=== STORED RECORDS ===

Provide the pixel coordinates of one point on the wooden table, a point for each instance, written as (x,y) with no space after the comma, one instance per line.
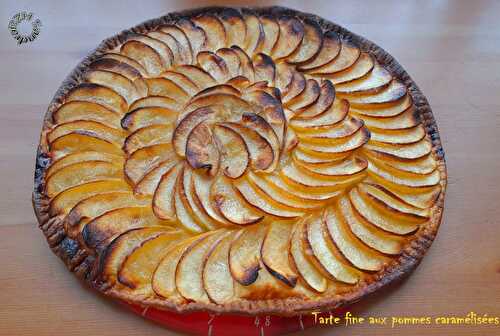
(452,50)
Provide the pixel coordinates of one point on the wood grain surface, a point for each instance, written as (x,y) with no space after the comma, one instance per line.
(450,48)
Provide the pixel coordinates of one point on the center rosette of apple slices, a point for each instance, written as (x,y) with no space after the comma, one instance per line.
(232,127)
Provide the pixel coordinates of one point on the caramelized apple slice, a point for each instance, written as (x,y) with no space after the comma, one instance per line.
(373,216)
(145,159)
(67,199)
(147,116)
(116,252)
(217,280)
(163,199)
(244,254)
(326,253)
(231,205)
(290,37)
(276,241)
(148,136)
(87,127)
(137,270)
(189,271)
(235,158)
(84,110)
(311,43)
(95,93)
(145,55)
(214,29)
(254,39)
(350,246)
(98,232)
(305,268)
(328,52)
(271,33)
(79,173)
(348,55)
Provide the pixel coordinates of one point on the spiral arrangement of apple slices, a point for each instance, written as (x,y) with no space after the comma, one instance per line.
(239,156)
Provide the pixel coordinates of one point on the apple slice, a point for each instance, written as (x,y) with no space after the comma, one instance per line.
(271,33)
(326,253)
(235,158)
(310,45)
(260,150)
(166,88)
(277,240)
(360,255)
(185,49)
(398,137)
(84,110)
(389,201)
(183,81)
(370,235)
(96,205)
(164,276)
(198,76)
(329,51)
(147,116)
(373,216)
(163,199)
(148,136)
(101,230)
(196,36)
(321,105)
(235,27)
(125,60)
(186,125)
(246,65)
(202,185)
(244,254)
(67,199)
(254,39)
(214,30)
(116,252)
(265,69)
(232,60)
(156,101)
(259,124)
(305,268)
(145,159)
(137,270)
(116,82)
(79,173)
(390,94)
(306,98)
(231,205)
(95,93)
(189,271)
(217,279)
(261,200)
(296,86)
(145,55)
(377,80)
(333,135)
(173,53)
(201,149)
(363,66)
(81,157)
(348,55)
(148,183)
(87,127)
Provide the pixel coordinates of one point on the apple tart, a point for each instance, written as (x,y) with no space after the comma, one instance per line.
(239,160)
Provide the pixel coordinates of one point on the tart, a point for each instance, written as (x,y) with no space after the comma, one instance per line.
(250,161)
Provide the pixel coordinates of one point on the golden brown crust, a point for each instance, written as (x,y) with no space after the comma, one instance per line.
(80,261)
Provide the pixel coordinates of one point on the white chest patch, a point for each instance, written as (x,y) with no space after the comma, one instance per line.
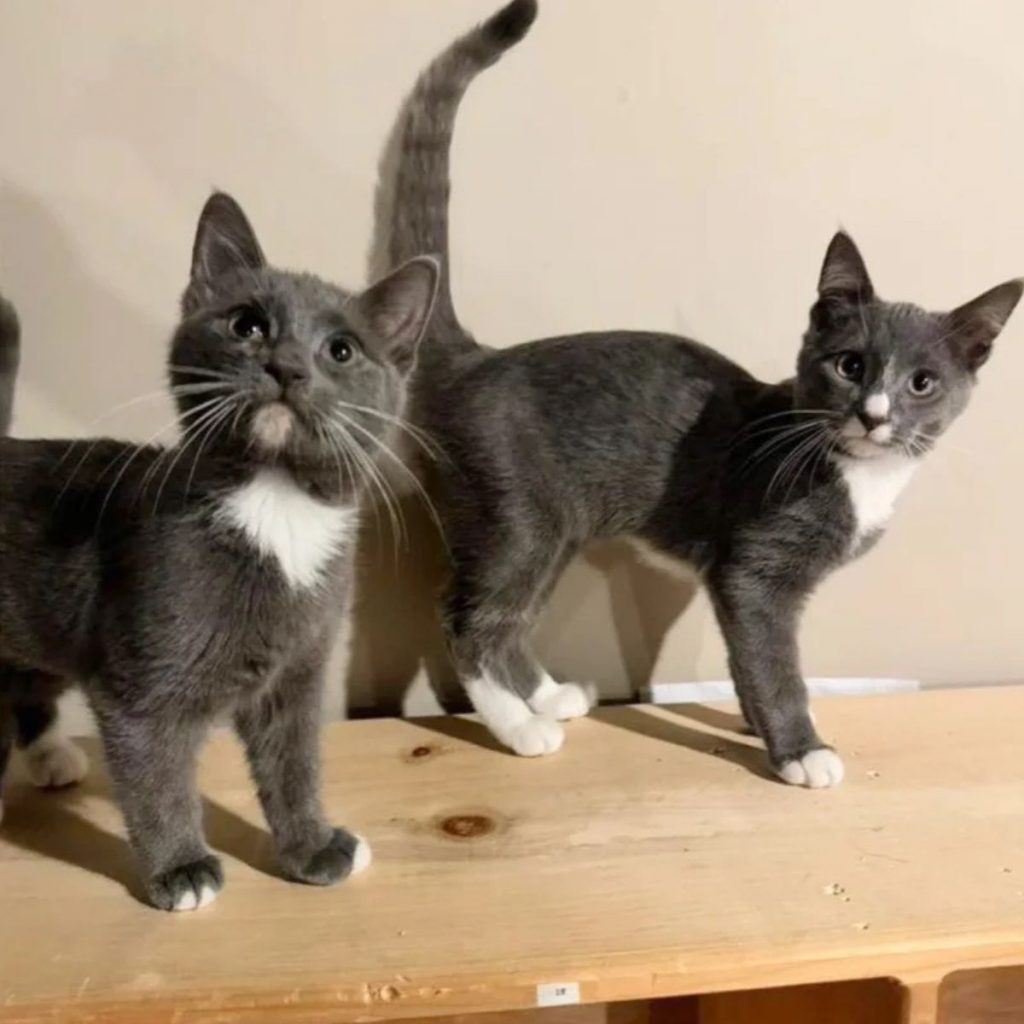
(286,523)
(873,485)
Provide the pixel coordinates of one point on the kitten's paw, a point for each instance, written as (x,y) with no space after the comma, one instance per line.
(536,736)
(55,762)
(344,854)
(565,700)
(816,769)
(188,887)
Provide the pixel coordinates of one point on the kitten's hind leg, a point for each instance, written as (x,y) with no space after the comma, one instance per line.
(500,582)
(51,760)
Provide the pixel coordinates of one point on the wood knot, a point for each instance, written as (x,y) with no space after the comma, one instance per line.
(422,753)
(467,825)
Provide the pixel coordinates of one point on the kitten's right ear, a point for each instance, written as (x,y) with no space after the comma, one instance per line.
(224,243)
(844,274)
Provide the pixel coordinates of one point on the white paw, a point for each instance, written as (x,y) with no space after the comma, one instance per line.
(817,770)
(536,736)
(55,762)
(188,901)
(565,700)
(363,856)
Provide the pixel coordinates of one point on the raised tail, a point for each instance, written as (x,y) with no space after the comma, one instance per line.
(10,336)
(414,184)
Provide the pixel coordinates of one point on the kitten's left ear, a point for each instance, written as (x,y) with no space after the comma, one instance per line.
(978,323)
(224,241)
(398,307)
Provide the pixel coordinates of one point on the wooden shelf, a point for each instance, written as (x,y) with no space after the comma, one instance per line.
(650,858)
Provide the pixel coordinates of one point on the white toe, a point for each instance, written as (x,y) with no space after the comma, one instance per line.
(536,736)
(54,763)
(363,856)
(816,769)
(186,901)
(206,896)
(189,901)
(566,700)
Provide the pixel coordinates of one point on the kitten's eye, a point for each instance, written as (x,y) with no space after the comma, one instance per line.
(923,383)
(249,324)
(341,348)
(850,366)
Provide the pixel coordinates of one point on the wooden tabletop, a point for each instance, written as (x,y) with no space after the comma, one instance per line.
(650,857)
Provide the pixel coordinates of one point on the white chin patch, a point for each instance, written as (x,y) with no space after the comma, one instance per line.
(861,448)
(272,426)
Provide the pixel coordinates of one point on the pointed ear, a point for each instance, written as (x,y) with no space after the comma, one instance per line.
(398,306)
(224,241)
(844,273)
(977,324)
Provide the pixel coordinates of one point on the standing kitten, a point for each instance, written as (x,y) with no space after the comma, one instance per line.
(179,584)
(765,488)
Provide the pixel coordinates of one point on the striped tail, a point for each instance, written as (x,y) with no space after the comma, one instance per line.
(415,182)
(10,336)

===

Please turn the lines above into a JSON list of strings, one string per line, with blank lines and the pictures left out.

[
  "Provide the pixel coordinates of one point on the wooden table, a point for each instance, written as (x,y) with no space after the comma, one instance per line.",
  "(452,50)",
  "Provide the pixel coordinates of one point on the wood grain surface, a point for each instance, written as (x,y) with no space after the comma, one instance per line.",
  "(450,48)",
  "Provide the pixel coordinates of one point on the center rosette of apple slices, a point for each instance, written as (x,y) with no space after the comma, one instance per line.",
  "(232,127)",
  "Provide the pixel coordinates of one point on the caramelized apple slice, a point for each instance, written as (x,y) with no space after the comma, one instance per line.",
  "(373,216)",
  "(145,159)",
  "(67,199)",
  "(147,116)",
  "(116,252)",
  "(217,280)",
  "(163,199)",
  "(244,254)",
  "(326,253)",
  "(231,205)",
  "(290,37)",
  "(276,241)",
  "(148,136)",
  "(87,127)",
  "(137,270)",
  "(189,271)",
  "(235,158)",
  "(84,110)",
  "(311,43)",
  "(95,93)",
  "(145,55)",
  "(214,29)",
  "(254,39)",
  "(350,246)",
  "(98,232)",
  "(305,268)",
  "(328,52)",
  "(271,33)",
  "(79,173)",
  "(348,55)",
  "Provide the pixel coordinates of one point on the spiral arrangement of apple slices, a point for each instance, written as (x,y) with no space after the comma, one instance per line.",
  "(239,156)",
  "Provide the pixel coordinates of one point on the apple slice, a point for each instance, written as (x,y) with no space after the comma, one instance per line.",
  "(271,33)",
  "(326,253)",
  "(235,158)",
  "(310,45)",
  "(260,150)",
  "(166,88)",
  "(277,240)",
  "(360,255)",
  "(185,49)",
  "(398,137)",
  "(84,110)",
  "(389,201)",
  "(183,81)",
  "(370,235)",
  "(96,205)",
  "(164,276)",
  "(198,76)",
  "(329,51)",
  "(147,116)",
  "(373,216)",
  "(163,199)",
  "(148,136)",
  "(101,230)",
  "(196,36)",
  "(321,105)",
  "(235,27)",
  "(125,60)",
  "(186,125)",
  "(246,65)",
  "(202,185)",
  "(244,254)",
  "(67,199)",
  "(254,39)",
  "(214,30)",
  "(116,252)",
  "(265,69)",
  "(232,60)",
  "(156,101)",
  "(259,124)",
  "(305,268)",
  "(145,159)",
  "(137,270)",
  "(116,82)",
  "(79,173)",
  "(390,94)",
  "(306,98)",
  "(231,205)",
  "(95,93)",
  "(189,271)",
  "(217,279)",
  "(261,200)",
  "(296,86)",
  "(145,55)",
  "(377,80)",
  "(333,135)",
  "(173,53)",
  "(201,149)",
  "(363,66)",
  "(81,157)",
  "(348,55)",
  "(148,183)",
  "(87,127)",
  "Provide the pixel coordinates of one point on the apple tart, a point for each instance, written as (x,y) with no space after the comma, one instance per line.",
  "(239,160)",
  "Provide the pixel coordinates of one point on the tart, a point for each instance, written as (x,y) with no space after the comma, one instance per line.",
  "(250,161)",
  "Provide the pixel coordinates of one point on the golden brown crust, a point for each instance, written as (x,y) with no space after the comma, one instance per line.",
  "(80,261)",
  "Provide the pixel coordinates of one point on the white chest patch, a point for each instance, written as (x,y) with no space after the comma, one instance per line.",
  "(286,523)",
  "(873,485)",
  "Provide the pixel coordinates of one point on the kitten's paw, a point for each instance, written as (x,y) with no space after the comma, one instance per line.",
  "(536,736)",
  "(55,762)",
  "(344,854)",
  "(565,700)",
  "(816,769)",
  "(188,887)",
  "Provide the pixel coordinates of one point on the kitten's hind leg, a point for each instance, written as (x,y) with no space after the comma, one instance per line.",
  "(500,582)",
  "(51,760)",
  "Provide the pixel coordinates of one point on the wood knot, a point for each instance, written as (x,y) with no space after the comma, one instance per line.",
  "(422,753)",
  "(467,825)",
  "Provide the pixel coordinates of one point on the kitten's right ear, a point for each instance, written as (x,y) with no space after the comma, one instance per line.",
  "(224,243)",
  "(844,274)",
  "Provide the pixel coordinates of one point on the white paw, a point for each instance, written as (x,y) with no space after the comma, one instance per line.",
  "(817,770)",
  "(536,736)",
  "(55,762)",
  "(188,901)",
  "(565,700)",
  "(363,856)",
  "Provide the pixel coordinates of one point on the raised tail, a point for each instance, written as (x,y) with no space after the comma, one instance per line.",
  "(10,336)",
  "(414,184)",
  "Provide the pixel coordinates of one point on the kitten's left ear, a point for each instance, written as (x,y) with no space after the comma, one instance per line.",
  "(978,323)",
  "(224,241)",
  "(398,307)",
  "Provide the pixel coordinates of one point on the wooden shelf, a point for each instance, written as (x,y) with no space after the comma, one instance per line.",
  "(650,858)",
  "Provide the pixel coordinates of one point on the white toe, a point for each instance, written as (x,y) with no space after the comma, one instance per line.",
  "(536,736)",
  "(54,763)",
  "(363,856)",
  "(816,769)",
  "(186,901)",
  "(206,896)",
  "(189,901)",
  "(566,700)",
  "Provide the pixel coordinates of one point on the kitten's eye, a point for each instance, written as (x,y) with no space after the comma, one instance per line.",
  "(923,383)",
  "(249,324)",
  "(341,348)",
  "(850,366)",
  "Provide the pixel coordinates of one point on the wooden tabletop, a point for each instance, written as (x,y) with no space after the comma, one instance per line.",
  "(650,857)",
  "Provide the pixel coordinates of one point on the white chin patch, a point for each instance, written as (x,y) with no space after the comma, one instance per line.",
  "(861,448)",
  "(272,426)",
  "Provide the pixel coordinates of one point on the pointed ear, a point for each instance, written as (x,y) with no space after the comma, one instance per line.",
  "(398,306)",
  "(224,241)",
  "(844,273)",
  "(977,324)",
  "Provide the pixel coordinates of one point on the standing kitten, a point for each instance, written as (x,y) with no space after the comma, one instance per line.",
  "(179,584)",
  "(765,488)",
  "Provide the pixel coordinates of one point on the striped tail, a point for each instance, written as (x,y) with no space after the comma, one instance per line.",
  "(415,182)",
  "(10,336)"
]